▶ Selected text:
Query a dataset by reading selected files in file system.

Parameters:

selected_variables – list of variables to select in dataset. Set to None (default) to disable the selection
subset – Subset of the LR Karin products. The Basic, Expert and Technical subsets are defined on a reference grid, opening the possibility of stacking the files, whereas the Unsmoothed subset is defined on a different grid for each cycle. The Light and Extended subset are specific to the L3_LR_WIND_WAVE product. As an Enum field, it can be filtered using a reference <enum ‘ProductSubset’> or its equivalent string. The tested value found in the file name will be filtered out if it is not equal to the given enum field. Possible values are: [‘Basic’, ‘Expert’, ‘WindWave’, ‘Unsmoothed’, ‘Technical’, ‘Light’, ‘Extended’]
bbox – the bounding box (lon_min, lat_min, lon_max, lat_max) used to select the data in a given area. Longitude coordinates can be provided in [-180, 180[ or [0, 360[ convention. If bbox’s longitude crosses the circularity, it will be split in two subboxes to ensure a proper selection (e.g. longitude interval: [170, -170] -> data in [170, 180[ and [-180, -170] will be retrieved)
left_swath – Whether to load the left side of the swath for Unsmoothed datasets. Set to False in conjunction to right_swath will disable swath reading for Expert and Basic dataset
right_swath – Whether to load the right side of the swath for Unsmoothed datasets. Set to False in conjunction to right_swath will disable swath reading for Expert and Basic dataset
stack – Whether to stack the cycles and passes of the dataset. This option is only available for Basic, Expert and WindWave datasets which are defined on a reference grid (fixed grid between cycles). Set to CYCLES_PASSES to stack both cycles and passes. Set to CYCLES to stack only the cycles, in which case cycles with missing passes will be left over. Defaults to NOSTACK
cycle_number – Cycle number of the half orbit. A half orbit is identified using a cycle number and a pass number. As a Integer field, it can be filtered by using a reference value. The reference value can either be a list, a slice or an integer. The tested value from the file name will be filtered out if it is outside the given list/slice or not equal to the integer value.

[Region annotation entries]
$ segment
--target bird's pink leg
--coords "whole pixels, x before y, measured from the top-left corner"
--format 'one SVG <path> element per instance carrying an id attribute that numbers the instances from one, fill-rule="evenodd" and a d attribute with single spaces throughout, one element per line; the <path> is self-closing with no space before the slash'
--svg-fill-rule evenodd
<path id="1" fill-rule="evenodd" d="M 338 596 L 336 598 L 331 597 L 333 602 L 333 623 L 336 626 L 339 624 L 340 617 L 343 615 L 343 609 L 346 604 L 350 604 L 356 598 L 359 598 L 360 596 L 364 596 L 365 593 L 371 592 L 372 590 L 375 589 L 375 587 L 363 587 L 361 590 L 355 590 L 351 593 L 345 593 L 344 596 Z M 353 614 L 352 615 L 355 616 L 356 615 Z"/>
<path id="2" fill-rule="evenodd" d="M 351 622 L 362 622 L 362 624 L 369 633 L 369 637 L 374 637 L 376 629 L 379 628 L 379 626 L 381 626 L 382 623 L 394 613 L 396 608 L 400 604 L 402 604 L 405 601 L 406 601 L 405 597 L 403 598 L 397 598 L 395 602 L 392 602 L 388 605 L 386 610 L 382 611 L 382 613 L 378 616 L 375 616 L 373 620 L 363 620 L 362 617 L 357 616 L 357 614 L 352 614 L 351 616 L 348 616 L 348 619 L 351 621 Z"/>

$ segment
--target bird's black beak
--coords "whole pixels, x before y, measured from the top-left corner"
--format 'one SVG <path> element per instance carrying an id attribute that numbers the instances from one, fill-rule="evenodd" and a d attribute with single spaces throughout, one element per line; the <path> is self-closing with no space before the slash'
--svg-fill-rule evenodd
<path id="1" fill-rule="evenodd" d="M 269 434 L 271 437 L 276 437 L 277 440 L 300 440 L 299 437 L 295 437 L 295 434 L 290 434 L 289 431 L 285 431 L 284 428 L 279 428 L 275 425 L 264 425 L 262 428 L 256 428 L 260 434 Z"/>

▶ Given instruction: According to the parameter documentation, what is the default setting of the stack parameter?

▶ Expected answer: NOSTACK